Dataset items:
◇ ◇ ◇ ◇ ◇ ◇ ◇

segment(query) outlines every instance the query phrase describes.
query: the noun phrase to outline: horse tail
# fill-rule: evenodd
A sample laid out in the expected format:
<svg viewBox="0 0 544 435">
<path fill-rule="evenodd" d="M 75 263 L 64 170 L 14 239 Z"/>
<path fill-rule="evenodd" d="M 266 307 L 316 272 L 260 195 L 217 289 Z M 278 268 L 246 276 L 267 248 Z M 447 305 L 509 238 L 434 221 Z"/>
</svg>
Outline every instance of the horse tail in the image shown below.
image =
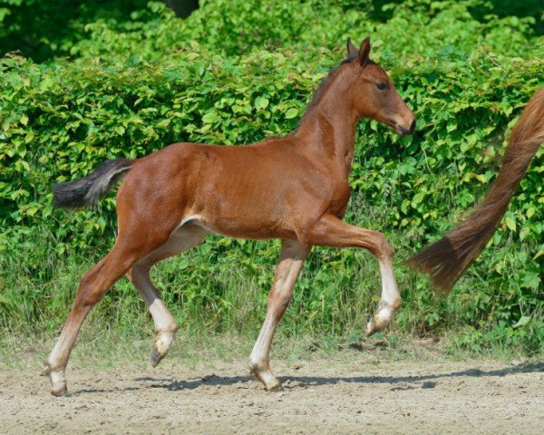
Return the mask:
<svg viewBox="0 0 544 435">
<path fill-rule="evenodd" d="M 406 261 L 429 274 L 433 285 L 450 291 L 485 247 L 540 144 L 544 142 L 544 88 L 523 110 L 512 130 L 497 179 L 483 200 L 442 238 Z"/>
<path fill-rule="evenodd" d="M 129 170 L 134 160 L 106 160 L 89 175 L 53 187 L 53 202 L 56 207 L 76 208 L 95 205 Z"/>
</svg>

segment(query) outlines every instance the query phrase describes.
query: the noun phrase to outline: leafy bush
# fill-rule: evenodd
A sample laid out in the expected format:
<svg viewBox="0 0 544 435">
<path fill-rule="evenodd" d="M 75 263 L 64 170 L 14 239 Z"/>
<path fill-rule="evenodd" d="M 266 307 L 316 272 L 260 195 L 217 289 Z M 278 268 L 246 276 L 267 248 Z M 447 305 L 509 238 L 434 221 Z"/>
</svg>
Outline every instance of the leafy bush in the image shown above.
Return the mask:
<svg viewBox="0 0 544 435">
<path fill-rule="evenodd" d="M 175 141 L 231 145 L 288 134 L 344 57 L 350 34 L 373 35 L 374 58 L 414 109 L 418 129 L 400 139 L 374 121 L 360 124 L 346 218 L 384 231 L 403 259 L 481 197 L 509 129 L 544 84 L 544 39 L 532 35 L 533 18 L 478 21 L 471 14 L 477 1 L 407 1 L 384 23 L 366 19 L 370 8 L 340 3 L 272 3 L 203 2 L 185 21 L 151 4 L 130 23 L 89 25 L 91 37 L 73 51 L 77 59 L 0 61 L 4 326 L 58 327 L 83 267 L 112 242 L 114 194 L 98 212 L 65 212 L 52 207 L 53 183 L 85 175 L 104 159 L 142 157 Z M 490 246 L 451 296 L 432 295 L 424 278 L 399 265 L 400 331 L 471 325 L 477 334 L 465 338 L 486 345 L 507 343 L 517 325 L 513 345 L 540 352 L 542 155 L 541 149 Z M 276 242 L 211 237 L 161 266 L 156 278 L 169 305 L 182 306 L 174 309 L 182 324 L 255 328 L 277 256 Z M 285 328 L 357 329 L 379 299 L 377 279 L 366 253 L 316 249 Z M 143 310 L 126 283 L 109 297 L 100 308 L 109 321 L 130 322 L 123 318 Z"/>
</svg>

◇ ◇ ◇ ◇ ◇ ◇ ◇

## WORK TO COMPLETE
Write out every line above again, requests included, and shift each number in the answer masks up by 13, viewBox values and path coordinates alike. Leave the pictures out.

## OUTPUT
segment(query) outlines every instance the query phrase describes.
query: the noun phrase to outline: horse tail
# fill-rule: evenodd
A sample laid out in the expected format:
<svg viewBox="0 0 544 435">
<path fill-rule="evenodd" d="M 75 263 L 64 170 L 14 239 Z"/>
<path fill-rule="evenodd" d="M 266 307 L 316 272 L 260 195 L 217 289 Z M 278 268 L 246 276 L 267 248 Z M 447 305 L 509 238 L 434 221 Z"/>
</svg>
Outline every instance of the horse tail in the image shown below.
image =
Return the mask:
<svg viewBox="13 13 557 448">
<path fill-rule="evenodd" d="M 419 274 L 442 287 L 446 298 L 463 304 L 498 260 L 553 157 L 557 155 L 557 101 L 536 123 L 525 143 L 510 192 L 496 213 L 455 251 Z"/>
<path fill-rule="evenodd" d="M 142 183 L 147 173 L 119 173 L 102 188 L 66 200 L 66 215 L 69 220 L 89 221 L 108 218 Z"/>
</svg>

segment(query) outlines every instance the query phrase describes.
query: the noun phrase to outline: leafy bush
# fill-rule: evenodd
A sample laid out in the expected format:
<svg viewBox="0 0 544 435">
<path fill-rule="evenodd" d="M 75 263 L 64 170 L 14 239 Z"/>
<path fill-rule="evenodd" d="M 266 307 L 316 272 L 260 195 L 217 289 Z M 278 268 L 246 276 L 267 248 Z M 447 305 L 509 238 L 434 221 Z"/>
</svg>
Outline every instance of the leafy bush in the image shown above.
Return the mask:
<svg viewBox="13 13 557 448">
<path fill-rule="evenodd" d="M 188 154 L 244 158 L 301 147 L 357 70 L 363 47 L 386 48 L 387 71 L 427 122 L 431 142 L 413 152 L 387 134 L 373 137 L 359 231 L 397 244 L 416 272 L 494 210 L 522 142 L 557 97 L 557 52 L 545 48 L 546 31 L 491 34 L 484 27 L 490 14 L 420 14 L 397 36 L 379 32 L 383 21 L 353 16 L 285 16 L 216 15 L 198 34 L 164 17 L 143 36 L 102 38 L 104 50 L 86 64 L 90 72 L 13 74 L 17 339 L 71 340 L 96 280 L 125 255 L 127 207 L 111 225 L 78 225 L 65 220 L 66 196 L 98 188 L 117 172 L 155 170 Z M 503 259 L 464 309 L 445 308 L 437 291 L 412 278 L 413 344 L 484 338 L 490 347 L 478 351 L 499 358 L 520 356 L 530 338 L 526 358 L 553 365 L 555 168 L 554 162 Z M 289 255 L 224 250 L 174 279 L 169 291 L 182 318 L 195 319 L 187 322 L 195 337 L 268 341 L 290 269 Z M 298 341 L 370 342 L 392 312 L 390 292 L 379 266 L 329 262 Z M 156 323 L 139 296 L 122 310 L 113 321 L 122 334 L 143 335 L 136 331 Z"/>
</svg>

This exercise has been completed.